§ EXTRACT PROVIDED
▼
Racheim Farrell, the victim's uncle, told the protest rally Farrell was “treated like an animal, handcuffed and beaten and beaten.”

Linda Farrell, an aunt, said, “He had a great sense of humor, he was a great athlete. He never set out to hurt anybody. They called him an animal but he was a human being. They gave Michael Vick 28 months. What are they going to give them?” After mentioning the police involved do not live in Newark, she charged that, “They bring them in here and they think we're animals.”

Sharonda Smalls, another aunt, has suffered serious illness recently. She spoke with difficulty due to stress, but in spite of it she said, “I want justice for my nephew. Police are supposed to serve and protect but instead they serve and kill. We’re going to fight and fight and fight and when we get justice we're still going to fight. They don't even have a reason why they arrested my nephew. I'm going to raise hell. I want the mayor and the City Council and the Police Department to know we're not giving up.”

Another speaker was Earl Williams, father of Earl Faison, who was killed by police in neighboring Orange, New Jersey in 1999. In an epic struggle, the family and POP fought for justice for more than four years and eventually five police officers went to prison for the crime. It was the first time in the history of New Jersey that police officers went to prison for killing a civilian. Mr. Williams told the rally, “They're going to turn the victim into the perpetrator. That's what they did to my family. I hate to say it but this family will go through the same thing. We never would have made it if not for POP.”
▲
§ PROBLEMS AND TASKS
A. Rewrite all of the stored rows, swapping "positive clicks" for "foreground clicks" and leaving the rest unchanged.
B. Extend the rally account past its last sentence.
The rally account and the stored rows have nothing to do with each other.

Stored records
▼
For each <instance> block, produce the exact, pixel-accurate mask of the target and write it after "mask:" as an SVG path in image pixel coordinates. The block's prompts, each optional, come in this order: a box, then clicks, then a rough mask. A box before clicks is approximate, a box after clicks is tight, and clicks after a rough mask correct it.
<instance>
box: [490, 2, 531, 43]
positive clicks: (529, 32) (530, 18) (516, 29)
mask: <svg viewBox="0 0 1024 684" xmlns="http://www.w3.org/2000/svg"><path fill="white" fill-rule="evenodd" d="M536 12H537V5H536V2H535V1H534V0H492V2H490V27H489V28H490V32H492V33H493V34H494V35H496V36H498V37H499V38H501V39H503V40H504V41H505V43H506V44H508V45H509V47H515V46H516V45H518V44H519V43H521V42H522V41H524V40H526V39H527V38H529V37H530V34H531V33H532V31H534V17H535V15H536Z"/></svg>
▲
§ ANSWER SECTION
A.
For each <instance> block, produce the exact, pixel-accurate mask of the target and write it after "mask:" as an SVG path in image pixel coordinates. The block's prompts, each optional, come in this order: a box, then clicks, then a rough mask. A box before clicks is approximate, a box after clicks is tight, and clicks after a rough mask correct it.
<instance>
box: [490, 2, 531, 43]
foreground clicks: (529, 32) (530, 18) (516, 29)
mask: <svg viewBox="0 0 1024 684" xmlns="http://www.w3.org/2000/svg"><path fill="white" fill-rule="evenodd" d="M536 12H537V5H536V2H535V1H534V0H492V2H490V27H489V28H490V32H492V33H493V34H494V35H496V36H498V37H499V38H501V39H503V40H504V41H505V43H506V44H508V45H509V47H515V46H516V45H518V44H519V43H521V42H522V41H524V40H526V39H527V38H529V37H530V34H531V33H532V31H534V17H535V15H536Z"/></svg>

B.
The rally marched to the nearby address where Newark Mayor Corey Booker is supposed to live, although residents say he is very seldom seen. At that point Emily Reid, who had heard an uproar on the street and opened her door to witness the beating of Basire Farrell, said, “People in the neighborhood need to open their mouths. In our country the color of your skin determines the kind of justice you receive. Get involved.” Police intimidation keeps many people from saying what they see, but Ms. Reid shows the right way to go.

The march then proceeded to the Fifth Precinct station house for a final rally. The struggle for justice for Basire Farrell will continue.